§ **Text**:
^^^^^^^^
You can use partition() on a given task object to create simple train-test split.

1.2 Assess model calibration

Train an XBOOST model on the training data. To do so, initialize an XGBOOST learner with predict_type = "prob". Then, set learner$id <- "Uncalibrated Learner" for later reference. Train the learner on the correct task. Then, assess if the model is calibrated with calibrationplot(). The calibration plot shows the relationship between the predicted probabilities and the true outcomes. The plot is divided into bins, and within each bin, the mean predicted probability and the mean observed outcome are calculated. The calibration plot can be smoothed by setting smooth = TRUE.

Hint 1:

calibrationplot() requires a list of learners even if the list contains only one argument.

1.3 Calibration strategy

In mlr3calibration, to calibrate a learner you need a base learner (which will fit a model that is calibrated afterwards), a resampling strategy, and a calibration method (Platt, Beta or Isotonic). Initialize 1) another XGBOOST base learner, 2) a 5-fold CV resampling object, and 3) a calibration strategy. The calibration strategy in mlr3calibration is implemented as PipeOpCalibration object. It requires the base learner (learner), the calibration method (method), and the resampling method (rsmp) as arguments to be initialized. Practically, we want to use the calibration strategy as learner, so we have to express the pipeline operator within as_learner(). After that, set learner_cal$id <- "Platt Calibrated Learner" for later reference.

Hint 1:
learner_uncal = ...
rsmp = ...
learner_cal = as_learner(PipeOpCalibration$new(...))
learner_cal$id <- "Platt Calibrated Learner"
Hint 2:

Check the documentation of PipeOpCalibration with ??PipeOpCalibration.

1.4 Calibrate learner

The calibrated learner can be trained on a task as any other learner. Train the learner on task_train. Afterwards, plot the calibration plot again, comparing the uncalibrated XGBOOST model with the Platt-scaled XGBOOST model.

2 Calibration measures

mlr3calibration features measures for performance evaluation specifically to assess model calibration: the Expected Calibration Error (ECE) and the Integrated Calibration Index (ICI). The ECE is a measure of the difference between the predicted probabilities and the true outcomes. The ICI is a weighted average of the absolute differences between the calibration curve and the diagonal perfectly calibrated line. Compute the ECE for both models. The calibration measures are implemented similarly to other measures in mlr3. Therefore, you need to 1) predict on the test data and then 2) score the predictions while specifying the correct calibration measure.

Hint 1:

Check ??mlr3calibration::ece on how to initialize the ECE measure within $score().
^^^^^^^^
§ **Data entries**:
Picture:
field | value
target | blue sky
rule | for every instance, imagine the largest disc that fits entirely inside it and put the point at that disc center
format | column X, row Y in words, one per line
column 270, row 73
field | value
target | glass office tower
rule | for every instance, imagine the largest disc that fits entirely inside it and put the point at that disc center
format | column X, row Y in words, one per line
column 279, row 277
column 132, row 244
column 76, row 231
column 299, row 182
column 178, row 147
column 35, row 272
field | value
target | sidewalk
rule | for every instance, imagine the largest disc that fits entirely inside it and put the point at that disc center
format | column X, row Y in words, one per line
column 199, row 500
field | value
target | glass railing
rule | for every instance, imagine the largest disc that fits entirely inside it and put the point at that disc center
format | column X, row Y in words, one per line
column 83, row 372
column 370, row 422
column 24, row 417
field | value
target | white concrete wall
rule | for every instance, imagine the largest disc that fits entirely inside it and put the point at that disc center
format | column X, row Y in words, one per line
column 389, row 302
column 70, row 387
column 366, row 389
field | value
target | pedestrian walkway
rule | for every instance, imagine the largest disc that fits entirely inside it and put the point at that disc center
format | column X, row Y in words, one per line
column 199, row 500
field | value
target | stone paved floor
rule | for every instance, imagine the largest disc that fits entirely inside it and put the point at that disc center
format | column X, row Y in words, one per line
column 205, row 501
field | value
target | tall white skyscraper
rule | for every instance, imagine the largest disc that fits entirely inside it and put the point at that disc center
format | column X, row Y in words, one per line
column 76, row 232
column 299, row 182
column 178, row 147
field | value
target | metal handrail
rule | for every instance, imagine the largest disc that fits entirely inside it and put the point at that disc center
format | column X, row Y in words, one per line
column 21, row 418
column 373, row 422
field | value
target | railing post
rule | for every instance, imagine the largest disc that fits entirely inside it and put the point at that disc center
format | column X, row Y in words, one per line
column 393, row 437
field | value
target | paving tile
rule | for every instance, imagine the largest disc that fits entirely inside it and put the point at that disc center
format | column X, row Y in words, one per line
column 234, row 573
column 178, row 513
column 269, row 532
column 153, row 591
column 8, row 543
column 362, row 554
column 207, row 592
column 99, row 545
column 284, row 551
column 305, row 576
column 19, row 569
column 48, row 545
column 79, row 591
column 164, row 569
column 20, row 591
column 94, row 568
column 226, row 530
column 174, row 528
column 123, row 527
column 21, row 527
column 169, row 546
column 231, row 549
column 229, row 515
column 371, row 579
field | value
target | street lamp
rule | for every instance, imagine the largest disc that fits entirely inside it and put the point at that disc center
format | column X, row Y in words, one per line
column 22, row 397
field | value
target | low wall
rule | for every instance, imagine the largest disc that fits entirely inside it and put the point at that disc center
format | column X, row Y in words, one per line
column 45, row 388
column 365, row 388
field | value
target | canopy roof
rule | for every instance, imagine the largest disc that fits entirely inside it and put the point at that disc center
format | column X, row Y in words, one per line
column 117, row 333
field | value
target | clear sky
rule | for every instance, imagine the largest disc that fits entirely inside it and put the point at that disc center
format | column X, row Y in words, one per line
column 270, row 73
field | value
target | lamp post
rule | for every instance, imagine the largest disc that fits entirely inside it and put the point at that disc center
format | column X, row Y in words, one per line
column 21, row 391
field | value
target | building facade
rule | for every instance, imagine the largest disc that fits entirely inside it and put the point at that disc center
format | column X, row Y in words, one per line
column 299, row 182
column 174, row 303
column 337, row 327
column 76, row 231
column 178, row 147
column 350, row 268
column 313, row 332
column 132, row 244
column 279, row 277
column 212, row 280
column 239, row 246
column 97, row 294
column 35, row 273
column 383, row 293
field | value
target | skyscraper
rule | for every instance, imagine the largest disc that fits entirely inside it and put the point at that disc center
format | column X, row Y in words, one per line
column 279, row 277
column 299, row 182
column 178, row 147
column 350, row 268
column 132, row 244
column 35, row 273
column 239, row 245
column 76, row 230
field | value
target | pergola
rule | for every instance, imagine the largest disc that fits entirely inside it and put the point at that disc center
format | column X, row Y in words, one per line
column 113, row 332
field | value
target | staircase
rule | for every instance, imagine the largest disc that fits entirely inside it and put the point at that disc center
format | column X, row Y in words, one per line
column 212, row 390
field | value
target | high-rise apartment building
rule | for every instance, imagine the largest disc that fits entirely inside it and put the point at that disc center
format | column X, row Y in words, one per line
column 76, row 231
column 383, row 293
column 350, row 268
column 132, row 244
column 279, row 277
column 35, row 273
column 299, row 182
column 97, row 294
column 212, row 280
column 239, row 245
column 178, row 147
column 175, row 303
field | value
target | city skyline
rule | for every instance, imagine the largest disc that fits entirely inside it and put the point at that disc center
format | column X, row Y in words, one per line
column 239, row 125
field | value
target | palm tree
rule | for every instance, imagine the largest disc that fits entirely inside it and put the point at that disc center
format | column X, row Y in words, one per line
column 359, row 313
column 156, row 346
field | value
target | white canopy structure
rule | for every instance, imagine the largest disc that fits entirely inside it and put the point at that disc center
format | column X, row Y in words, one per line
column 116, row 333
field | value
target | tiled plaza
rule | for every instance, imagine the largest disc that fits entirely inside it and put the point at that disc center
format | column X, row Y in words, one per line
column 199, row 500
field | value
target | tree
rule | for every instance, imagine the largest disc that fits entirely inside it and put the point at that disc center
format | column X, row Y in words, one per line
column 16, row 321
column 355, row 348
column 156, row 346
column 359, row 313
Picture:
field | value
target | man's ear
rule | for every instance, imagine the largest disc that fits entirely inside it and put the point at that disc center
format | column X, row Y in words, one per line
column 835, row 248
^^^^^^^^
§ **Written request 1**:
Print the passage of the calibration tutorial between "1.3 Calibration strategy" and "learner_uncal = ...", inclusive, copying it word for word.
§ **Written request 2**:
Locate every line in the entries that contains the string "canopy" and copy each of those lines. Matching is case-sensitive.

§ **Output 1**:
1.3 Calibration strategy

In mlr3calibration, to calibrate a learner you need a base learner (which will fit a model that is calibrated afterwards), a resampling strategy, and a calibration method (Platt, Beta or Isotonic). Initialize 1) another XGBOOST base learner, 2) a 5-fold CV resampling object, and 3) a calibration strategy. The calibration strategy in mlr3calibration is implemented as PipeOpCalibration object. It requires the base learner (learner), the calibration method (method), and the resampling method (rsmp) as arguments to be initialized. Practically, we want to use the calibration strategy as learner, so we have to express the pipeline operator within as_learner(). After that, set learner_cal$id <- "Platt Calibrated Learner" for later reference.

Hint 1:
learner_uncal = ...

§ **Output 2**:
target | canopy roof
target | white canopy structure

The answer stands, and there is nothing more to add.